原文:
··········

説明

燃料電池

【課題】反応ガス流路内に滞留する水によるガス閉塞の発生を抑制する。
【解決手段】カソード側プレート31の連通孔51および中間プレート33の連通部55が形成する空間により構成される酸化ガス排出流路部に、導水部材60が内挿される。導水部材60は、比較的高い親水性を有する高親水性部位60bと、比較的低い親水性を有する低親水性部位60aとが、それぞれ、ガス給排流路部の流路に沿って、導水部材60の全体にわたって連続するように形成されている。

【発明の詳細な説明】
【技術分野】
【0001】
この発明は、燃料電池において、導電性多孔部材によって構成される反応ガス流路内に滞留する水によるガス閉塞の発生を抑制する技術に関する。
【背景技術】
【0002】
近年、水素と酸素の電気化学反応によって発電する燃料電池がエネルギ源として注目されている。このような燃料電池は、一般に、電解質膜と電解質膜上に設けられた電極(酸素極および水素極。酸素極を以下では、カソードと呼び、水素極を以下では、アノードと呼ぶ。)と、を備える単セルを、セパレータにより挟持することにより構成される。そして、電気化学反応に供される反応ガス(燃料ガスまたは酸化ガス)の電極に対しての給排は、例えば、単セルを挟持するセパレータに設けられた貫通孔を介して行うことが提案されている(特許文献1参照)。
【0003】
【特許文献1】特開2001−148252号公報
【発明の開示】
【発明が解決しようとする課題】
【0004】
ところで、燃料電池では、水素と酸素の電気化学反応によって、水が生成される。この生成水は、上記燃料電池の場合、貫通孔を介して排出される反応ガスとともに外部に排出される。しかし、この貫通孔は、例えば、低温時における水の凍結により閉塞する場合がある。貫通孔が閉塞すると、反応ガスの排出が妨げられ、結果として、燃料電池の発電能力が低下し、さらには、発電停止となる可能性がある。なお、以下では、反応ガスの流れが妨げられることを、簡単に「ガス閉塞」とも呼ぶ。

··········

提示情報:
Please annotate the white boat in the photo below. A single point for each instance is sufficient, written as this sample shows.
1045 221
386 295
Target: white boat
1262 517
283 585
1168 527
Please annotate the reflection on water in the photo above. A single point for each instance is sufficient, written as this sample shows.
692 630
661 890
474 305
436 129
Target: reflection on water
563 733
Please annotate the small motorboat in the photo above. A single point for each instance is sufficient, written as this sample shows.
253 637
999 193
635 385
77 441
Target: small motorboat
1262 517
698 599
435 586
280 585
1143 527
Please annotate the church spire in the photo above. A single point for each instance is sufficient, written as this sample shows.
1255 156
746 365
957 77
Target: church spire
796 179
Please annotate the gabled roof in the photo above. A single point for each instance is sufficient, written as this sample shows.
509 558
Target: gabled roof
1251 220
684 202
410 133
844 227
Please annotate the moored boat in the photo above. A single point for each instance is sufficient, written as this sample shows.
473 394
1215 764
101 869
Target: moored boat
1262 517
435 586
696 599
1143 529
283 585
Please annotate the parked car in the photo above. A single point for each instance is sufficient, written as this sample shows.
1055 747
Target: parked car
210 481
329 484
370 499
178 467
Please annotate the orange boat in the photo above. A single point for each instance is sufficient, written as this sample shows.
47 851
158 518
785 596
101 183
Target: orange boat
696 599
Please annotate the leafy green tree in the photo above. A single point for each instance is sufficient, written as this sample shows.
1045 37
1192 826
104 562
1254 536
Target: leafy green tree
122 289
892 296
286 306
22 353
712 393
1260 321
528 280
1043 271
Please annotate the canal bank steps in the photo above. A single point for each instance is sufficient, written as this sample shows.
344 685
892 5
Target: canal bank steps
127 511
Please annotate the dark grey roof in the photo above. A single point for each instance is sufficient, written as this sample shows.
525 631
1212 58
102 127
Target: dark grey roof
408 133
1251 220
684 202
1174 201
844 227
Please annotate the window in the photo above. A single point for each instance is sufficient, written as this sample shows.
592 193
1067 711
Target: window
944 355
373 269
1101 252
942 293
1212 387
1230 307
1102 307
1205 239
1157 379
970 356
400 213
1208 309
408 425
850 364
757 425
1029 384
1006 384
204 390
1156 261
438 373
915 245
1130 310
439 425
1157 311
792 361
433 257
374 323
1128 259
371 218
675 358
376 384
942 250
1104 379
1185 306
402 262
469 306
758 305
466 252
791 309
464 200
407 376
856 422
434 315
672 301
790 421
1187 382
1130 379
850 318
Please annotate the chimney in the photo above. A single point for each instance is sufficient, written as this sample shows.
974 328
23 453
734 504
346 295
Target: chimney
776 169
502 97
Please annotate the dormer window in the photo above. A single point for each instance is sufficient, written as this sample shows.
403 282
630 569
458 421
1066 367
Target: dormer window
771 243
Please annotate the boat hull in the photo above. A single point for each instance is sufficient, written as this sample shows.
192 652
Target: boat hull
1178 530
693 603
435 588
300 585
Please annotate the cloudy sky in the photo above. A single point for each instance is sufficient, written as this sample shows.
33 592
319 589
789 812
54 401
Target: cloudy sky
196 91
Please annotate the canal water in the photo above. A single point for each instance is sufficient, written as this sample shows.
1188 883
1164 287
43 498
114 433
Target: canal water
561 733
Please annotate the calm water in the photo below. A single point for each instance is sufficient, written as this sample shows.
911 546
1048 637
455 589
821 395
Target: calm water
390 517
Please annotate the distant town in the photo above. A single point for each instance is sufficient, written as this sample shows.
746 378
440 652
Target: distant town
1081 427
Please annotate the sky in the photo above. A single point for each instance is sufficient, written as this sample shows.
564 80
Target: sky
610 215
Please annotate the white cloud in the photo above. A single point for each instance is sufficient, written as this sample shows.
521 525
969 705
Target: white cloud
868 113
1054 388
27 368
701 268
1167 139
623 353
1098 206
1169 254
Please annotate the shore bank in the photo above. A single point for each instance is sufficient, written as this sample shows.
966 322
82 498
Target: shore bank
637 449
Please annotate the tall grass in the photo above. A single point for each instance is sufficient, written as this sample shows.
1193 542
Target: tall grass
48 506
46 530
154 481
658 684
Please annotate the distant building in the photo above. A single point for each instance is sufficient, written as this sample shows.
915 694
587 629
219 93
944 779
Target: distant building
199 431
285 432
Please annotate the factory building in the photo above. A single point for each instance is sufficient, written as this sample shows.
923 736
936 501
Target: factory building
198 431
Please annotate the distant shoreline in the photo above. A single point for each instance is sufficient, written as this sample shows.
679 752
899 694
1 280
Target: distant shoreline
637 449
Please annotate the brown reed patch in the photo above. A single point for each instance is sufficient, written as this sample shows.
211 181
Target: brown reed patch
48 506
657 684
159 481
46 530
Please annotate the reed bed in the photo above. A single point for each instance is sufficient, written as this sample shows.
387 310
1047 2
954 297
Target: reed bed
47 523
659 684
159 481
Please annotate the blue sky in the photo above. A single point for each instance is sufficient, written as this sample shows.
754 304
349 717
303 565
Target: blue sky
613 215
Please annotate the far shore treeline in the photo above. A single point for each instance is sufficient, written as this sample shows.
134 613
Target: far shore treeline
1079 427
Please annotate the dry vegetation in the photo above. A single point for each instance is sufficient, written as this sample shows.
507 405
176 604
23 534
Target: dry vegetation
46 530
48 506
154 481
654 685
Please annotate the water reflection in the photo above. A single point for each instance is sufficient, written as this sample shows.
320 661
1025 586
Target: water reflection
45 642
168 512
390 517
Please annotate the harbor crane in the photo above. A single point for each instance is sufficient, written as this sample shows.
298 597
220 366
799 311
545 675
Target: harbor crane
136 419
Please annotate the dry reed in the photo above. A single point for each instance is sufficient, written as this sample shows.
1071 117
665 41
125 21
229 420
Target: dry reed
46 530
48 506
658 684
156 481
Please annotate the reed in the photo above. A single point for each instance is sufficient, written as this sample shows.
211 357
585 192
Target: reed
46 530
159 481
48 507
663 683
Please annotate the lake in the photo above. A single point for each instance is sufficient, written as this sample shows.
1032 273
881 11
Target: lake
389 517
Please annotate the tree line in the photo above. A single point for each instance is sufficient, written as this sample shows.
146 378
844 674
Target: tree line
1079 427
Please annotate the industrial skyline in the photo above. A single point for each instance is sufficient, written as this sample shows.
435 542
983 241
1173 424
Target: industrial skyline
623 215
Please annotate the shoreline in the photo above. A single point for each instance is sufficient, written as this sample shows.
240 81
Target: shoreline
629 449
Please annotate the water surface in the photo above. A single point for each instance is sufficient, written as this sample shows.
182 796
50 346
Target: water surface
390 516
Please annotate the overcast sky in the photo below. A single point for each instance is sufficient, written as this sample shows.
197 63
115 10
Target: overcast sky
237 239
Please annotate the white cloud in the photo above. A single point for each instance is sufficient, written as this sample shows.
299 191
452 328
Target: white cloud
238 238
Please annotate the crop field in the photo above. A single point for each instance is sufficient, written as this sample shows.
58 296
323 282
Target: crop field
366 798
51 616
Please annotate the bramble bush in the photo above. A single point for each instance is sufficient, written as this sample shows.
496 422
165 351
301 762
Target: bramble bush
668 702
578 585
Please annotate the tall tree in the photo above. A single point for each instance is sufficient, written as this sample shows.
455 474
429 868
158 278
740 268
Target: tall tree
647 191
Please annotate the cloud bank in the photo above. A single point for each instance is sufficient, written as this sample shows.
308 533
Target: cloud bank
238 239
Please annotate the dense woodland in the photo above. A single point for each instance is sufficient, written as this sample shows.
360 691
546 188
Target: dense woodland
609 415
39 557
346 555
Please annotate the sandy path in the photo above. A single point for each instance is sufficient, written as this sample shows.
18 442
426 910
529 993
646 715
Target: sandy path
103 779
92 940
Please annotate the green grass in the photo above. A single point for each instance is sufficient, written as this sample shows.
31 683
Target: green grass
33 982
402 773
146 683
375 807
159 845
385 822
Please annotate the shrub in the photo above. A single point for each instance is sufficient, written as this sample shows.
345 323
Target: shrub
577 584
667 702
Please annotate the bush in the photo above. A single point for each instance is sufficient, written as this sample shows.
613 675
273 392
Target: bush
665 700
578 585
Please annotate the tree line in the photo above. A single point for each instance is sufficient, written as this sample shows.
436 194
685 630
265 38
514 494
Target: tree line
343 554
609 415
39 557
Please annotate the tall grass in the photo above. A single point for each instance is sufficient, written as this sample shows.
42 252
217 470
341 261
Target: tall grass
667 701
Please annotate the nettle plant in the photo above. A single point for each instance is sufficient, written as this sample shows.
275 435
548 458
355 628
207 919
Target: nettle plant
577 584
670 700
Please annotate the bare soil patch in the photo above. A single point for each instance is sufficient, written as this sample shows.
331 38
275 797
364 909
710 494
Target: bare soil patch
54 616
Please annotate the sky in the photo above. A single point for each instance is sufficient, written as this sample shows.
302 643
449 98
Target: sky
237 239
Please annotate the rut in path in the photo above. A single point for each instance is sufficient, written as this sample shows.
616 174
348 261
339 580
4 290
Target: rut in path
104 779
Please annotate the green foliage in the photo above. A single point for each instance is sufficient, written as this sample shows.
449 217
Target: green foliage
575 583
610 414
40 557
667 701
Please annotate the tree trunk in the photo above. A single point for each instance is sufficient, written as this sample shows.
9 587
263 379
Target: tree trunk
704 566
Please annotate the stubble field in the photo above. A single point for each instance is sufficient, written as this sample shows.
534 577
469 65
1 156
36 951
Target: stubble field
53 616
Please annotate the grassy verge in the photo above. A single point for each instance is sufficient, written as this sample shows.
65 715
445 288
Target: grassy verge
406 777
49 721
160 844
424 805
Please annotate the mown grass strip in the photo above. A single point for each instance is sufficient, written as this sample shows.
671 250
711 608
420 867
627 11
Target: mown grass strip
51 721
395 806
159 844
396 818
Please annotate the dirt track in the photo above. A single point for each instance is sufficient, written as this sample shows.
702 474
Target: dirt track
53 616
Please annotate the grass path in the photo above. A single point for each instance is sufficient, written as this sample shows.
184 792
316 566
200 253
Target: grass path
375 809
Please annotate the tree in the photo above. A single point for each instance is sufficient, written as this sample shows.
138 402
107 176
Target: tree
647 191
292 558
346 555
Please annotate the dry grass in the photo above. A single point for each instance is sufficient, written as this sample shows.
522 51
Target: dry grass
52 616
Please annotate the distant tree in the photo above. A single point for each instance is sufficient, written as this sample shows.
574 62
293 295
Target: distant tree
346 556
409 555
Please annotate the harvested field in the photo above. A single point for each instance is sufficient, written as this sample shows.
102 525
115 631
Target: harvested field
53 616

··········

出題: 上にある燃料電池の文書を、最後の文の後に続けて書き足す。

回答:
【0005】
特に、電解質膜上に設けられた電極に対して反応ガスを給排すると共に、ガス拡散性あるいは集電性を確保するために、電極とセパレータとの間に、多孔質な導電性部材から成る層(以下では、ガス流路形成部とも呼ぶ。)が反応ガス流路として配設される場合には、多孔質な部材の気孔に滞留する生成水が多くなるため、低温時における凍結により、貫通孔が閉塞する可能性がより高くなり、ガス閉塞が発生する可能性が高くなる。
【0006】
本発明は、上述した従来の課題を解決するためになされたものであり、燃料電池において、導電性多孔質部材によって構成される反応ガス流路内に滞留する水によるガス閉塞の発生を抑制する技術を提供することを目的とする。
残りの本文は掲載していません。